本文>

....

観光の名所にもなっているこの市場には、全国から多くの観光客がこられることもあり、せっかく無農薬で生産した野菜でしたが、化学調味料を入れないと癖があり、物足りないと受け入れられず、仕方なく加えていたそうです。
ちなみに日本人は、現在年間約4kgの食品添加物を摂取しているそうです。


◆家族会議で無添加を決断

約15年ほど前、与嶋さんが、本格的に関わるようになってから添加物を加えることに疑問を感じ、家族会議を開きました。
『食は人が良くなる』と書く。
少なくとも人に悪く食品は作りたくない。売れなくても良いので、これからは自分たちの納得のいくものを作り、お客様に害のないものを作ろうと決心。
それからは、化学調味料を抜き、食塩も天日塩に替え、生産を開始されました。

....

資料>
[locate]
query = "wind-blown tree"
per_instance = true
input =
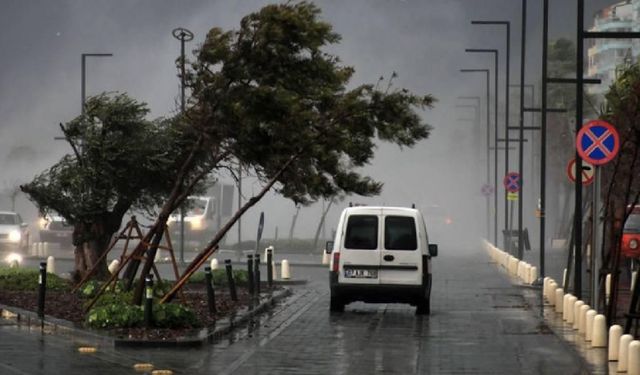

....

問題>
1. 本文の「約15年ほど前」で始まる段落を、主な事実を残したまま箇条書きにまとめなさい。
2. 本文について、次の問いに答えなさい。
(a) 日本人が現在1年間に摂取している食品添加物は約何kgか。
(b) 化学調味料を入れない野菜は、どのような理由で受け入れられなかったか。
(c) 家族会議の後、食塩は何に替えられたか。
資料は本文の内容とは関係がありません。

解答>
1.
・約15年前、与嶋さんが本格的に関わるようになり、添加物を加えることに疑問を感じて家族会議を開いた。
・「食は人が良くなる」と書くことから、人に悪い食品は作りたくないと考えた。
・売れなくてもよいので、自分たちが納得でき、お客様に害のないものを作ると決心した。
・化学調味料を抜き、食塩を天日塩に替えて生産を始めた。

2.
(a) 約4kg
(b) 癖があり、物足りないという理由。
(c) 天日塩